▸ Text excerpt:
<<<<
We may have stopped short of banning them but the government has ceased to be a partner in their enterprises and falsehoods. They have done this chiefly by cutting off access to advertising and curtailing the spread of their messages. There was also a recognition that tax revenues on alcohol and tobacco products were being swallowed up by NHS and policing costs.

Mobile phone technology has handed new realms to the gambling godfathers. In 21st-century Britain, we allow every major televised sporting event to be annexed by gambling corporations through the use of online products. The gambling firms know that young men in particular are never more susceptible to their advertising techniques than when, fortified by beer and bonhomie, they are watching their favourite football teams on television.

The Labour party has already signalled that it will introduce a “whistle-to-whistle” ban on in-play betting adverts during major televised sporting events. The gambling industry, accurately predicting the changing of attitudes, has moved to enact its own voluntary restrictions. There’s a strategic element to this belated outbreak of ethics. In the long term, targeting young people – their most lucrative audience – through social media is the key to future profits.

The UK government recently cut the maximum permitted stake on fixed-odds betting terminals from £100 to £2. The former sports minister Tracey Crouch, whose tenacity in the face of bitter and well-funded lobbying led to a review, had previously highlighted the social blight of these machines in areas of multiple deprivation. Individual gamblers lost more than £1,000 on fixed-odds betting terminals, considered the crack cocaine of gambling, on more than 230,000 occasions in one 10-month period. One user lost nearly £15,000 in a single seven-hour session.

Never underestimate the pernicious influence of the gambling industry, though. Crouch felt forced to resign not long after her success in protest at the long delay in implementing the changes after successful lobbying by the industry. Every delayed month is an opportunity for them to make hundreds of millions.
>>>>
▸ Provided data:
<<<<
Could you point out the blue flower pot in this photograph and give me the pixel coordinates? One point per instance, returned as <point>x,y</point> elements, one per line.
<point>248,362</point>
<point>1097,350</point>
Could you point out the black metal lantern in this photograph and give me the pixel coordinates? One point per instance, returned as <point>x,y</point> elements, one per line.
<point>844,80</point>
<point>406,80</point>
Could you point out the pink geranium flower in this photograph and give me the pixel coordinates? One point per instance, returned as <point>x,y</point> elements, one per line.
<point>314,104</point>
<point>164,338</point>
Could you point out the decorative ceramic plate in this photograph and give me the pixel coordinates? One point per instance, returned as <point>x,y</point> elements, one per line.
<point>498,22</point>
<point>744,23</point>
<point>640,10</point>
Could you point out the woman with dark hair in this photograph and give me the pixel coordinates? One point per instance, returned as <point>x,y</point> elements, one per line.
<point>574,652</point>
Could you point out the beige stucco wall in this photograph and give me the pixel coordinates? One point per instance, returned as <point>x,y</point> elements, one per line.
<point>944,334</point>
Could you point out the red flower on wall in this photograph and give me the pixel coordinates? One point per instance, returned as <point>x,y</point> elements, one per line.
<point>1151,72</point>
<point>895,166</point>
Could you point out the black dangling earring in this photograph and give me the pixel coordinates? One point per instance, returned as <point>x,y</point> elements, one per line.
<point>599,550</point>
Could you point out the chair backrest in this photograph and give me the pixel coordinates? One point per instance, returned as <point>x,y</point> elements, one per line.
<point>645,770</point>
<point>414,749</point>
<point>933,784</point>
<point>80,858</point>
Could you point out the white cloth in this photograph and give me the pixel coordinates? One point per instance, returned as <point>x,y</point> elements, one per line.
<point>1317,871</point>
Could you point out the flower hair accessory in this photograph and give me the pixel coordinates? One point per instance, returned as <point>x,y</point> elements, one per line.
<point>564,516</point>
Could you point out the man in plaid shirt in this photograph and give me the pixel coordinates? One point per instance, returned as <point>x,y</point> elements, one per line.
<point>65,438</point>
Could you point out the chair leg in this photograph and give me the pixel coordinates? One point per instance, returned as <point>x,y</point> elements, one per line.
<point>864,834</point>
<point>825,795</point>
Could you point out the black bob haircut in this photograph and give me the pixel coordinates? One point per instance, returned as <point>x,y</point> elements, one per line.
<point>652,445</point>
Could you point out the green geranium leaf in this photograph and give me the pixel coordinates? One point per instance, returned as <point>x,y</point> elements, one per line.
>>>>
▸ To-do list:
a. Decide whether each statement below agrees with the gambling regulation passage. Answer yes or no for each, and quote the words from the passage that decide it.
(i) The UK government lowered the maximum stake on fixed-odds betting terminals from £100 to £2.
(ii) The Labour party has already put a "whistle-to-whistle" ban on in-play betting adverts into effect.
(iii) Tracey Crouch resigned before her work on fixed-odds betting terminals had succeeded.
b. Write the next part of the gambling regulation passage, beginning after its last sentence.

▸ Expected results:
a.
(i) Yes: "The UK government recently cut the maximum permitted stake on fixed-odds betting terminals from £100 to £2."
(ii) No: "The Labour party has already signalled that it will introduce a “whistle-to-whistle” ban on in-play betting adverts during major televised sporting events."
(iii) No: "Crouch felt forced to resign not long after her success in protest at the long delay in implementing the changes after successful lobbying by the industry."

b.
In Scotland came further wretched proof that the victims of the gambling syndicates are not confined to the terraces. Celtic announced that their star striker, Leigh Griffiths, is to take an extended period of leave from football to help him deal with personal issues widely reported to be connected to gambling. The bitter irony here is that Celtic, in common with other major UK football clubs, have a multimillion-pound sponsorship deal with a major gambling firm.

Celtic trade on being “a club like no other”, an acknowledgment of their founding principles of helping the dispossessed Irish who settled in Glasgow at the end of the 19th century. Until Celtic divest themselves of all financial support from firms that prey on the descendants of these people, they stand accused of willingly exposing the most vulnerable supporters – and players – to the jaws of this beast.

Don’t expect this to change in the near future. There are more Tories on Celtic’s board than on the 1922 committee, which is why, after years of refusing to give their lowest-paid employees the living wage, they finally succumbed – but only in exchange for those same workers sacrificing their annual bonuses. A club like no other in their dreams.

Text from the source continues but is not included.